Exercise instructions ▸
a: Quote the PCA excerpt from "# Based on visual" to "for those features.".
b: According to the PCA excerpt, how many datasets were set aside for testing?

Provided text ▸
For PCA, the selected data was split into training and testing data with 800 datasets for training and 397 datasets for testing. Eigenvectors and Eigenvalues of the training dataset were calculated within the PCA function, and the principal components determined resulting in a reduced matrix containing the principal scores. These scores were input into the LDA classifier function along with the testing data. The resulting output was the classes of the testing data and the time it took to train and test the datasets using an LDA classifier. Similarly, these principal scores were input in the Naïve Bayes classifier function. The resulting output was the classes of the testing data and the time it took to train and test the datasets. Results were also plotted on a confusion matrix and accuracy using the different classifiers presented.

In [43]:
# pca function
def pca(raw_data, actual_training_class, actual_testing_class):
    # Principal Component Analysis
    x_mean = np.mean(raw_data, axis=0)
    x_mc = (raw_data - x_mean)
    x_cov = np.dot(x_mc.T, x_mc)
    D, E = np.linalg.eig(x_cov)  # Eigenvalues and corresponding eigenvectors

    # Sorting the eigenvalues and eigenvectors
    sorted_index = np.argsort(D)
    sorted_D = D[sorted_index]
    sorted_E = np.zeros((8, 8))
    index = 0
    for i in range(7, -1, -1):
        sorted_E[:, index] = E[:, sorted_index[i]]
        index = index + 1

    y = np.dot(x_mc, sorted_E)  # principal component outputs i.e. all principal component scores

    # Based on visual inspection, we shall keep features the first five features since
    # the eigenvalues are significantly large for those features.

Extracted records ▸
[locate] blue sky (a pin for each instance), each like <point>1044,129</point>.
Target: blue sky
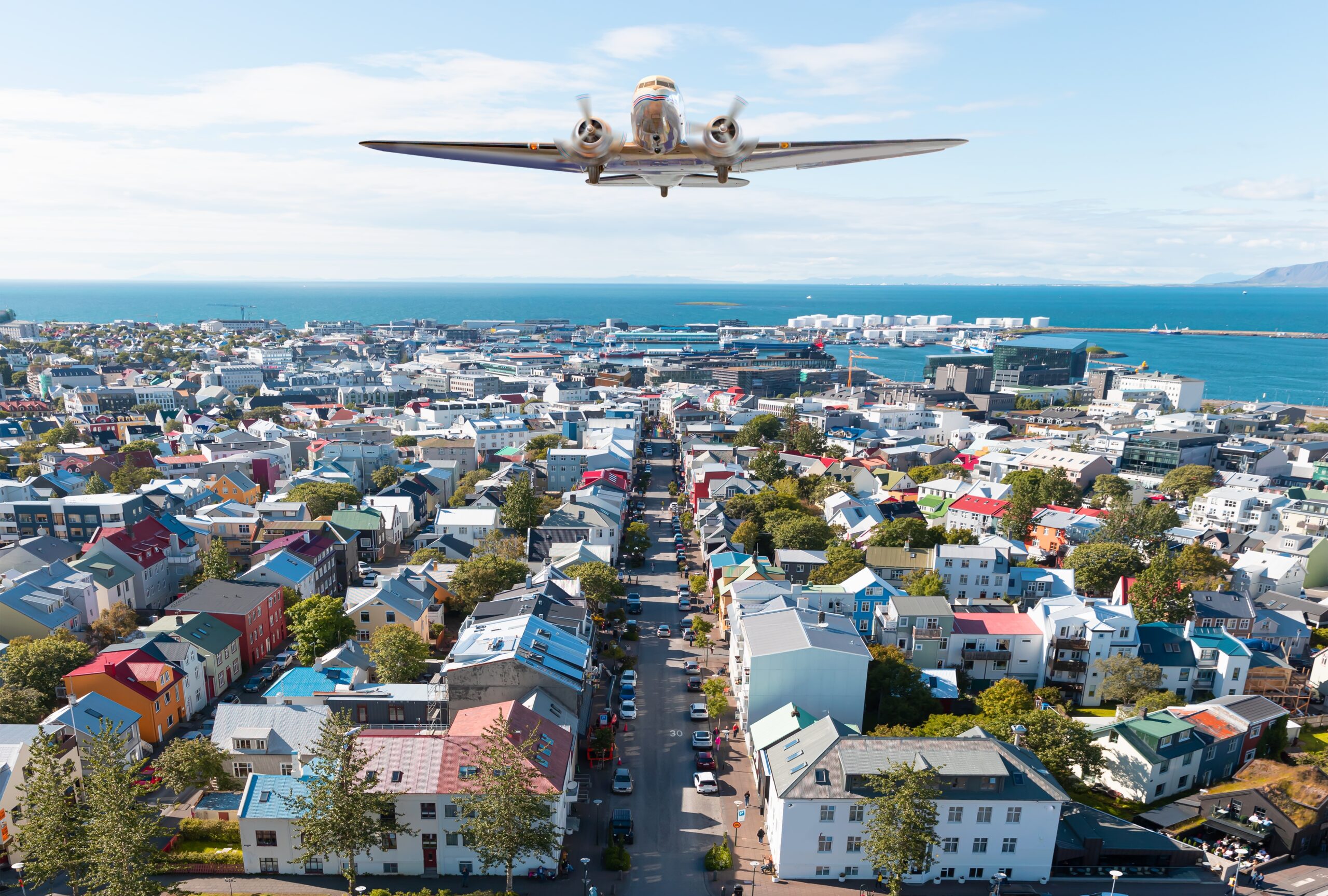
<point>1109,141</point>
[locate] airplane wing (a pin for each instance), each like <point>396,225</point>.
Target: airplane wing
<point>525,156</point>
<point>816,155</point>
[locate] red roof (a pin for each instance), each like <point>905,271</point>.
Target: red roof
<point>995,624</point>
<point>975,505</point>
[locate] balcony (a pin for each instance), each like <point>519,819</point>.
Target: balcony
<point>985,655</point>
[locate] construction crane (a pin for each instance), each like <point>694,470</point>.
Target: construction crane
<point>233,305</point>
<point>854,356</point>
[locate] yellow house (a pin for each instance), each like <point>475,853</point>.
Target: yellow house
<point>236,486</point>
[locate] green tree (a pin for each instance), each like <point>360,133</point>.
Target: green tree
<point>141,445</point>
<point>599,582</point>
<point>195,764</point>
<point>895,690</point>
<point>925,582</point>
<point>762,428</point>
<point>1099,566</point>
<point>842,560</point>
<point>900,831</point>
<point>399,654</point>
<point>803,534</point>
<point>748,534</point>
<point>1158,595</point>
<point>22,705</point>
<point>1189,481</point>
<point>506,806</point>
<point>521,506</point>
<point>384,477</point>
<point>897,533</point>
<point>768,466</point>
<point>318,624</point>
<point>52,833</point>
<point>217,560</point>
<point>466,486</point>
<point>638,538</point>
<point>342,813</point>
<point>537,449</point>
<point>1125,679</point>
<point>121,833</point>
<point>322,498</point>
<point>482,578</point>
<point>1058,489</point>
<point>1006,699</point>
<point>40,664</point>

Answers to the tasks ▸
a:
# Based on visual inspection, we shall keep features the first five features since
    # the eigenvalues are significantly large for those features.

b: 397 datasets